Aufgabe 1 — Ermittle in den Einträgen jede Zeile, in der die Zeichenfolge „beige“ vorkommt, und schreibe diese Zeilen ab. Achte dabei auf Groß- und Kleinschreibung.

┄┄┄┄┄┄┄┄┄┄┄┄┄┄┄┄┄┄┄┄

Bei einer Gesamtschau wird daher den übereinstimmenden Aussagen des Beschwerdeführers, der gefährdeten Person und der Zeugin EE gefolgt. Die Polizeibeamtin hat dies offensichtlich unrichtig dokumentiert. Dieser Eindruck wird auch dadurch bestätigt, dass sie in der „Dokumentation nach § 38a SPG“ auch völlig widersprüchliche Angaben des Gefährders (arg: „Heute morgen kam es zu einer körperlichen und verbalen Auseinandersetzung zwischen dem Gefährder und seiner Frau, wobei diese angegriffen wurde.“ sowie „Laut dem Gefährder gab es heute morgen lediglich eine verbale Auseinandersetzung bezüglich des Geldes für das Weihnachtsessen.“) festgehalten hat.

 

Nachvollziehbar hat die gefährdete Person anlässlich ihrer Einvernahme vor dem Landesverwaltungsgericht Tirol geschildert, wie es nach dem verbalen Streit am Morgen des 24.12.2021 und dem Abschalten ihres Handys durch den Gatten dazu gekommen ist, dass sie bei der Polizeiinspektion X eine Aussage gemacht hat.

 

Die von der gefährdeten Person vor dem Landesverwaltungsgericht Tirol geschilderten Vorfälle von der Nacht vom 12./13 Juni 2020 und am 23. oder 24. Mai 2021 sowie die Angaben zum Drogenkonsum ihres Ehegatten sowie dessen WhatsApp- und E-Mail-Nachrichten hat diese bereits anlässlich ihrer Zeugeneinvernahme am 24.12.2021 durch RevInsp. DD - weitgehend übereinstimmend - zu Protokoll gegeben (vgl dazu die Zeugenvernehmung vom 24.12.2021, GZ: ***). Auch die einschreitende Polizeibeamtin RevInsp. DD hat dies ausdrücklich bestätigt und zudem die Nachrichten des Ehegatten sowie die Fotos vom blauen Auge, die ihr damals bei der Einvernahme von der gefährdeten Person vorgezeigt wurden, mit dem Diensthandy abfotografiert (vgl Speicherdatum 24.12.2021 auf Lichtbildbeilage, Seite 8) und dem Landesverwaltungsgericht Tirol vorgelegt (vgl E-Mail vom 30.03.2022 von RevInsp. DD samt Lichtbildbeilage).

 

Die Zeugin RevInsp. DD hat bei ihrer Zeugeneinvernahme vor dem Landesverwaltungsgericht Tirol bestätigt, dass sie der Beschwerdeführerin bereits angekündigt hat, dass es zu einem Betretungsverbot kommen wird (Protokoll, Seite 13: „Wir haben Frau CC aufgrund ihrer Schilderungen mitgeteilt, dass ein Betretungsverbot ausgesprochen werden wird, das 14 Tage dauern wird. Wir haben ihr aber auch mitgeteilt, dass wir zuerst noch mit Herrn AA Rücksprache halten müssen. Deswegen ist auch das Informationsblatt noch nicht an sie ausgehändigt worden.“).

┄┄┄┄┄┄┄┄┄┄┄┄┄┄┄┄┄┄┄┄

Aufgabe 2 — Führe den Auszug zur Beweiswürdigung im Verfahren um das Betretungsverbot oben weiter, im Anschluss an seinen letzten Satz.

Gespeicherte Einträge
┄┄┄┄┄┄┄┄┄┄┄┄┄┄┄┄┄┄┄┄

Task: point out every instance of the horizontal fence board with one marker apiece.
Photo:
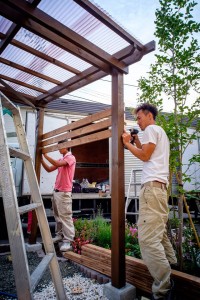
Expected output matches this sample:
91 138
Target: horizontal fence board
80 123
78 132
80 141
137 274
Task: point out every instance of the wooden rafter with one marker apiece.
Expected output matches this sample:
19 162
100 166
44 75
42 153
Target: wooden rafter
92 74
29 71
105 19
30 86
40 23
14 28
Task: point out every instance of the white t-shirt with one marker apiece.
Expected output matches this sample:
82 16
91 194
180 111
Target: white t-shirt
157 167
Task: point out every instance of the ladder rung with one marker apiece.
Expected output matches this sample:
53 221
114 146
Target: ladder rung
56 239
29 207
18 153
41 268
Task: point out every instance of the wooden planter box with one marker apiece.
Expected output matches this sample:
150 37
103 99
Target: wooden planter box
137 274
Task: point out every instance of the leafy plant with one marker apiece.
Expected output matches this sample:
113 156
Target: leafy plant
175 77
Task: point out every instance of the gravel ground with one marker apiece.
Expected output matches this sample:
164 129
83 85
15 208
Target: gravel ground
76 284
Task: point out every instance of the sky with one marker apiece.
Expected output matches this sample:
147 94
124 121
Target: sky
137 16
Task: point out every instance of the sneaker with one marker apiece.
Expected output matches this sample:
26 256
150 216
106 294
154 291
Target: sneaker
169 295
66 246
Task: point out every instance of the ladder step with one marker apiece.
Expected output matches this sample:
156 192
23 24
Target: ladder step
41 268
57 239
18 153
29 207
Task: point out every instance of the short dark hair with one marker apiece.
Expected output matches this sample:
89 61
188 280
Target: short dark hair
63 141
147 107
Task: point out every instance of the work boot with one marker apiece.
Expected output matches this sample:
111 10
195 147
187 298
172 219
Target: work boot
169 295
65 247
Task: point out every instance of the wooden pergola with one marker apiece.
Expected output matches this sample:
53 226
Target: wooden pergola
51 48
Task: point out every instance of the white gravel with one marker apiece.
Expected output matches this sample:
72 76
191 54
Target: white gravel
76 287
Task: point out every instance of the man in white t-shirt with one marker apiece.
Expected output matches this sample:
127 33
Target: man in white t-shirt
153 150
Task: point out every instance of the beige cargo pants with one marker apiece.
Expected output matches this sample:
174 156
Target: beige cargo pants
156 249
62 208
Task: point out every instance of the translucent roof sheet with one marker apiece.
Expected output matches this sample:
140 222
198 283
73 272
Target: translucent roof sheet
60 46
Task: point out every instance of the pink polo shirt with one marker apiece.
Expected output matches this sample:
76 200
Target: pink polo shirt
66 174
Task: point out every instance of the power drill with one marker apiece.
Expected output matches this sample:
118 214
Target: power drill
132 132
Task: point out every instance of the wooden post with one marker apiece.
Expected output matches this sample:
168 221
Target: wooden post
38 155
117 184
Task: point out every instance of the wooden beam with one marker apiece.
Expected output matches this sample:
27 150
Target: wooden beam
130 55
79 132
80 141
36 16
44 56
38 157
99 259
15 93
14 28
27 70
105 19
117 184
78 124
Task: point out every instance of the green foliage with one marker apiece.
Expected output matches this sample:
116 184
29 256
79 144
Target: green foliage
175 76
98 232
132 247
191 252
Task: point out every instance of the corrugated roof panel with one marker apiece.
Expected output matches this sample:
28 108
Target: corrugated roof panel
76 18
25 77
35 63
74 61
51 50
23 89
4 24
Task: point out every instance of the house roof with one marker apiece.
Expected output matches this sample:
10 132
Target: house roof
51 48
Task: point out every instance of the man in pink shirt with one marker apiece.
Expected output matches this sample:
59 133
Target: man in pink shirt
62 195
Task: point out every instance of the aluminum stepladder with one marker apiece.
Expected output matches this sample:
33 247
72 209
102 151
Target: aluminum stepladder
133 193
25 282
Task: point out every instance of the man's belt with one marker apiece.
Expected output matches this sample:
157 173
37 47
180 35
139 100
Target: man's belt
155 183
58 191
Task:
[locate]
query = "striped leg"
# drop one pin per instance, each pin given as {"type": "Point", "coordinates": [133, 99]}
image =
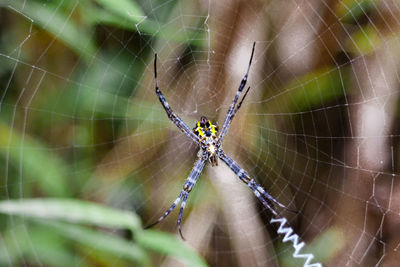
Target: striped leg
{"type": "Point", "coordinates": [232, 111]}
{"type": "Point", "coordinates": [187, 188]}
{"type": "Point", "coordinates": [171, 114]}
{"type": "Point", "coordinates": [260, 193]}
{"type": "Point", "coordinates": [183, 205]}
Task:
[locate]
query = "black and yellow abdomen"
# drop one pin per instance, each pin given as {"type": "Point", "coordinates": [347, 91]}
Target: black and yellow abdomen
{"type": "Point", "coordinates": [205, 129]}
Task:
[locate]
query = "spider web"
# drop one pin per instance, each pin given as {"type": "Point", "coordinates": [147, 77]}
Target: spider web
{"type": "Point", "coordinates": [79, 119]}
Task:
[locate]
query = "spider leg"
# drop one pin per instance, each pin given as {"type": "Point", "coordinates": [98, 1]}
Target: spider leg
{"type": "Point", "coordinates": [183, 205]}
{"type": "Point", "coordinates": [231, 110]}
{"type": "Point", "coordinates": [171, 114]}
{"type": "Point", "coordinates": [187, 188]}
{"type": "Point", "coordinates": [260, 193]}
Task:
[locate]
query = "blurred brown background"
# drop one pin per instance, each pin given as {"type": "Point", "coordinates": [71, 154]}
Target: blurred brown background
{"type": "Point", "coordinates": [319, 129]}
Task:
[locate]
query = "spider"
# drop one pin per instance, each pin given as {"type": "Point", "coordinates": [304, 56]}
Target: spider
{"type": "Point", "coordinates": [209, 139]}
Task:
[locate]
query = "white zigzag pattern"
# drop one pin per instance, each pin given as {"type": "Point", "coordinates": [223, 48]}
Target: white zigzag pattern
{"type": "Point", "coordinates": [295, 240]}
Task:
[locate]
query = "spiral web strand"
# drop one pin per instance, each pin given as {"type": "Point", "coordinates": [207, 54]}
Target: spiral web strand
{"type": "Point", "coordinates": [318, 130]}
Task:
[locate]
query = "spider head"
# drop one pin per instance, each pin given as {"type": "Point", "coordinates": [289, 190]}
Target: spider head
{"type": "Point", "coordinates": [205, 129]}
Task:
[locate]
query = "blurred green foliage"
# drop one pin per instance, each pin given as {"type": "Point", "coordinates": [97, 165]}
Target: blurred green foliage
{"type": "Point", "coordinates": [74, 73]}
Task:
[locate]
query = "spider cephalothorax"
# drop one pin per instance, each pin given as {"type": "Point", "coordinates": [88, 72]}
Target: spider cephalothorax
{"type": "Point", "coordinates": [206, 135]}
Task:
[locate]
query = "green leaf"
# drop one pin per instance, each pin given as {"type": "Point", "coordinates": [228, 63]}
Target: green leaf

┄┄┄┄┄┄┄┄┄┄┄┄┄┄┄┄┄┄┄┄

Antwort 1 —
Task: point out every instance of the beige cargo pants with one marker apiece.
Target: beige cargo pants

Antwort 2 —
 

Aus den Aussagen des Beschwerdeführers, der gefährdeten Person sowie der Zeugin RevInsp DD folgt die weitere Vorgangsweise: die gefährdete Person wurde zum Wohnhaus zurückgeführt und gleichzeitig der Ehegatte von Zivilbeamten abgeholt und zur Polizeiinspektion X begleitet.

 

Aus der Aussage von RevInsp DD vor dem Landesverwaltungsgericht Tirol ergibt sich nachvollziehbar, dass sie dem Beschwerdeführer zu den von der gefährdeten Person erhobenen Vorwürfen – vor Ausspruch des Betretungsverbots - kurz befragt hat. Auch wenn die Zeugin RevInsp DD zu dem Umstand, dass es am 24.12.2021 einen körperlichen Übergriff gegeben haben soll, offensichtlich einem Irrtum unterlegen ist, war ihre Aussage zur Frage, ob der Beschwerdeführer – vor Ausspruch des Betretungsverbots - gehört worden ist, sehr bestimmt und überzeugend:

„… Das Betretungsverbot habe ich Herrn AA gegenüber ausgesprochen. Ich habe das Betretungsverbot ausgesprochen, nachdem ich Herrn AA den Sachverhalt dargelegt hatte und er mir gegenüber geäußert hat, dass aus seiner Sicht nichts vorgefallen ist, sondern dass es eine bloß verbale Streitigkeit mit seiner Frau gegeben hat. Er hat die Möglichkeit gehabt, seine Sicht der Dinge darzustellen.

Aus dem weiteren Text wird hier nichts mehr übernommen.